Records to use:
------
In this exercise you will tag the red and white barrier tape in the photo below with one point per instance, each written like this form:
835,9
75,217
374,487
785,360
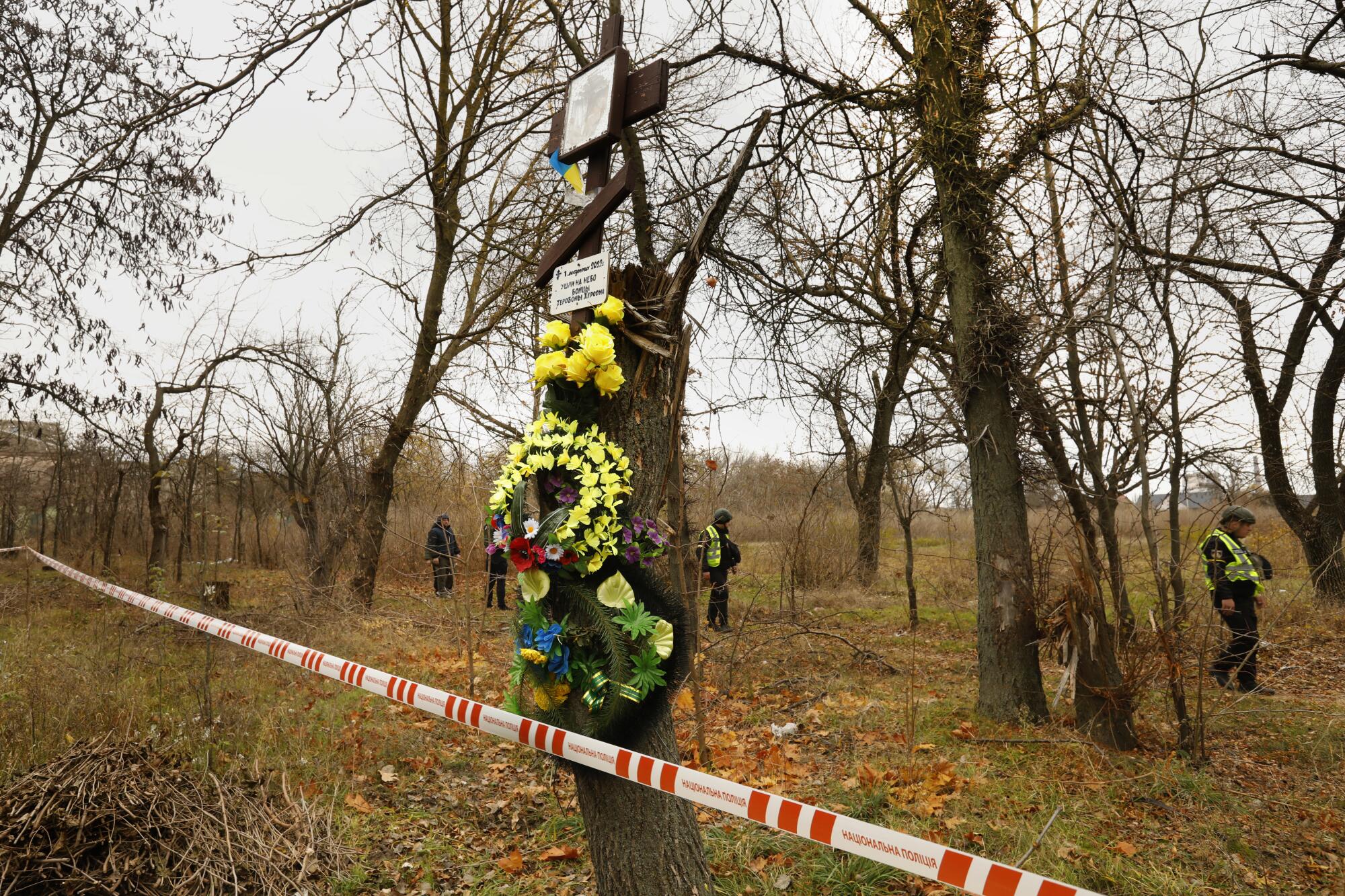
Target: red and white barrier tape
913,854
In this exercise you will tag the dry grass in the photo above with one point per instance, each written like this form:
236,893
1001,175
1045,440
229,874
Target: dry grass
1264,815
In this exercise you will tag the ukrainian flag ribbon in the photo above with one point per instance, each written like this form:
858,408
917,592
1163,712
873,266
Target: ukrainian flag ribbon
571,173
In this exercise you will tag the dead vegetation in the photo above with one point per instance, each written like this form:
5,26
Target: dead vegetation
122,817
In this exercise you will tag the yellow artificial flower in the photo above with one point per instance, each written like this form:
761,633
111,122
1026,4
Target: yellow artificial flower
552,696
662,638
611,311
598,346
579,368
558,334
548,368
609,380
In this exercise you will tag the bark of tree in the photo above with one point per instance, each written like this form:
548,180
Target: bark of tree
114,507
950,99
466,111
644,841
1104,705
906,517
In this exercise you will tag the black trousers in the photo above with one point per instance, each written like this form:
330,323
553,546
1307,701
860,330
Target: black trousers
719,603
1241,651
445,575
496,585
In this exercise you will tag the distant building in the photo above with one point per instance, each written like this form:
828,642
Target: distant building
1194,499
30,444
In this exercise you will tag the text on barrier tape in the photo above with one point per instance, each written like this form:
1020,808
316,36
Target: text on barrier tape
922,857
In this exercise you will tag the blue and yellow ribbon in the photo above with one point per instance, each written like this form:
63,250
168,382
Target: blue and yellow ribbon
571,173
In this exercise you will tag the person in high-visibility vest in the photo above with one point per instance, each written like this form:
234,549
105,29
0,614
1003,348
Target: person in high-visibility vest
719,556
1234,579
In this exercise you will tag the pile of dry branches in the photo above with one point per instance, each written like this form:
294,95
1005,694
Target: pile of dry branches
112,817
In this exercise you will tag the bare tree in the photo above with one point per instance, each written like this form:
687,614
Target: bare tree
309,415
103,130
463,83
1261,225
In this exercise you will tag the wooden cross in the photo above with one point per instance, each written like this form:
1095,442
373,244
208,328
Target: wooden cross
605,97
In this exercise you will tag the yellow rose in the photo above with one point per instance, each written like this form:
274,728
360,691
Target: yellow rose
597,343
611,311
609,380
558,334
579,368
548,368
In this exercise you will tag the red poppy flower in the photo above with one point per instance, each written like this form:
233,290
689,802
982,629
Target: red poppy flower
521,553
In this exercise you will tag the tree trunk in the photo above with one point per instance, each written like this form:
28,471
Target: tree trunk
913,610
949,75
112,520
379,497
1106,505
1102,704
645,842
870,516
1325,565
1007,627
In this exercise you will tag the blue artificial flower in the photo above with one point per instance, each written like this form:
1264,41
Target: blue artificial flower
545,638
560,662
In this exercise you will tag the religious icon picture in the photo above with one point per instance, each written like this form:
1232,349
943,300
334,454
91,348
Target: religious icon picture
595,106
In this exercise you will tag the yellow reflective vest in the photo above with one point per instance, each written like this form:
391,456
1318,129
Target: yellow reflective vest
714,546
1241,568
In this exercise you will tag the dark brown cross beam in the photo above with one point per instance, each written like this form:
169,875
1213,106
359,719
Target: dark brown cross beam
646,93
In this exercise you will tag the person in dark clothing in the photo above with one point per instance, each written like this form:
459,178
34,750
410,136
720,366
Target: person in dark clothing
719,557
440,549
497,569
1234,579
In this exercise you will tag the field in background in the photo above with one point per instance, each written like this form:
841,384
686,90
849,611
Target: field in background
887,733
------
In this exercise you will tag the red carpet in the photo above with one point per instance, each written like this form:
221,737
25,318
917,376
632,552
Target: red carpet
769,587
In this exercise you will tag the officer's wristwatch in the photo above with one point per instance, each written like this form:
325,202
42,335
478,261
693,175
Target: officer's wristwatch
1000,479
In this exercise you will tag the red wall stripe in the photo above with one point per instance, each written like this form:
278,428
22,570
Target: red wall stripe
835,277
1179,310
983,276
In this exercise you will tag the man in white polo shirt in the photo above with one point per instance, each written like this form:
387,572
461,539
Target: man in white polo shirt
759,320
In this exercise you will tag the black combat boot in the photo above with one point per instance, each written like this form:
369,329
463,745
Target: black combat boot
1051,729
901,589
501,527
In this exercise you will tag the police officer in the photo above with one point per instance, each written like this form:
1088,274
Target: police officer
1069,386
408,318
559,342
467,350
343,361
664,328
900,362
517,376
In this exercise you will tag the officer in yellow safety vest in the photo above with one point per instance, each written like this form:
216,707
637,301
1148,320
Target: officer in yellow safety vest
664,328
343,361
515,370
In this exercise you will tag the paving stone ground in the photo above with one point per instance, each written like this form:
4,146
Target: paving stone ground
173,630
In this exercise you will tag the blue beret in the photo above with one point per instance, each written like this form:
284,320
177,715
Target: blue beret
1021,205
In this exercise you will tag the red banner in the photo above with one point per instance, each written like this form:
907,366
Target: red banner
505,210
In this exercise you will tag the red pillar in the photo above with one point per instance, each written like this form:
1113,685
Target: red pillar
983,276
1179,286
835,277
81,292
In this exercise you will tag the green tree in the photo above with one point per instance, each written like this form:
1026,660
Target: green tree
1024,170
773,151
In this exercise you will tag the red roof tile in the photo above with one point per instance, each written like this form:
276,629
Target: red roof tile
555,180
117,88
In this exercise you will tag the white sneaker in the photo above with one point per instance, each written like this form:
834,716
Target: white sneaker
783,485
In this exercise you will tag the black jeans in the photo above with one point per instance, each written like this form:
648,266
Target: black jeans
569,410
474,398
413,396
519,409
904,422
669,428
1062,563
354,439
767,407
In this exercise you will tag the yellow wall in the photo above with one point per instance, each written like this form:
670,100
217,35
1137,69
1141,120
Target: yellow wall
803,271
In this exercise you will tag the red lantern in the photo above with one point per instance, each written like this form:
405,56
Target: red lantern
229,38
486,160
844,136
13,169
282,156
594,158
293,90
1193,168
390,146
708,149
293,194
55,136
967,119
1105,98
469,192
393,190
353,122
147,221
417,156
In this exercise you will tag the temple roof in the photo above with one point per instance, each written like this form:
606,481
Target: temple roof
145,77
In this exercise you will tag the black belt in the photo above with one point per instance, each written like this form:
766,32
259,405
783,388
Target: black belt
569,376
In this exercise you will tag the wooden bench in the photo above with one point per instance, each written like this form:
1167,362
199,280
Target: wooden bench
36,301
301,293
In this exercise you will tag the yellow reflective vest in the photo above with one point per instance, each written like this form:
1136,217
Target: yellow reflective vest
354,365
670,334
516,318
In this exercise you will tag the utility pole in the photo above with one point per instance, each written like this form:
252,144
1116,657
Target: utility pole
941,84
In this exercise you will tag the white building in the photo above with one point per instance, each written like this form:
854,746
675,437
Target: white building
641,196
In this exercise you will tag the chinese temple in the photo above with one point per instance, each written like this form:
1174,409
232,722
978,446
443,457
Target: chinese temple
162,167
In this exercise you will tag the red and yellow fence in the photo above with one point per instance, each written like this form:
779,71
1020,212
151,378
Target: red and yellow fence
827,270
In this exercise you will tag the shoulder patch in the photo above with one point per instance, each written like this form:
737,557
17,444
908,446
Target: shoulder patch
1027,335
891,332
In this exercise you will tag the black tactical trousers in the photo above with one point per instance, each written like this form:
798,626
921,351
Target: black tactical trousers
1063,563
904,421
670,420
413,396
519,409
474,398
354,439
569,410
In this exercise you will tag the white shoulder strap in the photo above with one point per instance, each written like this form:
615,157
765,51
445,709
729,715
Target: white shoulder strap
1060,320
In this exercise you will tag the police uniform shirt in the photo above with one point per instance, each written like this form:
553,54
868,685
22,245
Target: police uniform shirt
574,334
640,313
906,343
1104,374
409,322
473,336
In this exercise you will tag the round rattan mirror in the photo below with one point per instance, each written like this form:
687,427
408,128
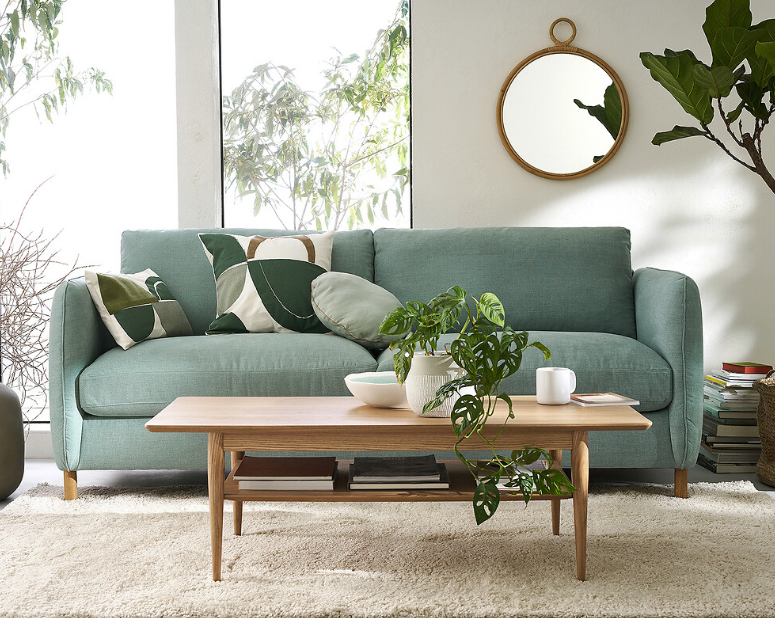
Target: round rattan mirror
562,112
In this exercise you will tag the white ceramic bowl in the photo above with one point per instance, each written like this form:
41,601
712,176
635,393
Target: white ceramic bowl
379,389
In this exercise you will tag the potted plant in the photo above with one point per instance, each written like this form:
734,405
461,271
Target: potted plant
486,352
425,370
------
About this exercise: Show the lines of the entries that include the string "below", copying each in full.

Output for this task:
In this exercise you will tag the red and white barrier tape in the photo below with one point per instance, each written like this form:
In this exercise you will tag the round rattan mirror in the photo below with one point per instance, each written like this form:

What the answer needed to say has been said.